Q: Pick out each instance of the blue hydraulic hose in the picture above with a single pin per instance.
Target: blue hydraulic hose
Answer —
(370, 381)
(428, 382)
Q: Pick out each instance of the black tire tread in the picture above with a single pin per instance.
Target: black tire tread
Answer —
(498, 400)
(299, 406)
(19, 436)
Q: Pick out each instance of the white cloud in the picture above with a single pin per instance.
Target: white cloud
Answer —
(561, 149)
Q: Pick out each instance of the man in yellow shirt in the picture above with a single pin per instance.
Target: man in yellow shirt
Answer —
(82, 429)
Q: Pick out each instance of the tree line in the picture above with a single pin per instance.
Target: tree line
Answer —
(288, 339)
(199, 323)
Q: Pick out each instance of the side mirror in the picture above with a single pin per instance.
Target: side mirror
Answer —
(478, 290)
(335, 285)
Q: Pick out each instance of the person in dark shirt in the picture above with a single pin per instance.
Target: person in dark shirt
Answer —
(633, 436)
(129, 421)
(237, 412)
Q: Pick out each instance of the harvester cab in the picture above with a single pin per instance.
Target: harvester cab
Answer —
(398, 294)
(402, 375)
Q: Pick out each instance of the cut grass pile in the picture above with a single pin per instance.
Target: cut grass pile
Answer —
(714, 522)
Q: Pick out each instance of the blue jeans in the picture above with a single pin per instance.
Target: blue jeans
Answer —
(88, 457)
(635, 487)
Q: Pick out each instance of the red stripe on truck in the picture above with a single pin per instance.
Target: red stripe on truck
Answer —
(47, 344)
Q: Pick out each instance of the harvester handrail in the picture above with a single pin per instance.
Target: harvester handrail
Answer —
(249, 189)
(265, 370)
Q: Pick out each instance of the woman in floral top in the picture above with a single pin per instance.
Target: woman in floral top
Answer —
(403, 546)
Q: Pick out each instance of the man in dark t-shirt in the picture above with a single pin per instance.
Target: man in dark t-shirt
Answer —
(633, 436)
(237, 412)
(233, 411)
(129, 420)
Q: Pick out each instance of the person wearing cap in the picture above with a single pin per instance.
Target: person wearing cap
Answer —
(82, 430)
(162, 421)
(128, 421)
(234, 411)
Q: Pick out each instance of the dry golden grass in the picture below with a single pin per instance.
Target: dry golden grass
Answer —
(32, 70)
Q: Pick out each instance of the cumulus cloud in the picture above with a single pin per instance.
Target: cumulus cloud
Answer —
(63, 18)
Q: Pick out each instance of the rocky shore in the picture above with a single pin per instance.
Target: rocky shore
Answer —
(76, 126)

(PROBLEM DESCRIPTION) Recast the records above as a numbered list, running from the line containing "Q: Pick out each instance of the harvester handrail" through the end of the records, inclusive, with blank lines left out.

(RESULT BELOW)
1. Q: Pick out each instance of the harvester handrail in the picture above with a single pin per instance.
2. Target: harvester handrail
3. Answer —
4. (249, 189)
5. (265, 370)
6. Q: Pick out each instance of the woman in floral top in the picture above with a single pin per instance.
7. Target: woman in floral top
8. Answer —
9. (403, 546)
10. Q: Pick out each instance of the man in dark t-shirt in the picture above with a single pin per instance.
11. Target: man in dark t-shirt
12. Answer —
13. (633, 436)
14. (237, 412)
15. (233, 411)
16. (129, 420)
17. Q: Pick out each instance of the person wearing cap in the picture above with a single pin per instance.
18. Target: person wearing cap
19. Answer —
20. (82, 430)
21. (162, 421)
22. (128, 421)
23. (234, 411)
24. Q: Pick out each instance of the dry golden grass in the picture below with a single pin per instance.
25. Target: dry golden grass
26. Answer —
27. (32, 70)
28. Q: Pick out each instance of the cumulus cloud in the picture above with a single pin per instance.
29. Target: cumulus cloud
30. Answer —
31. (63, 18)
32. Q: Pick out each instance of the rocky shore in the picture above with a single pin per instance.
33. Target: rocky shore
34. Answer —
35. (76, 126)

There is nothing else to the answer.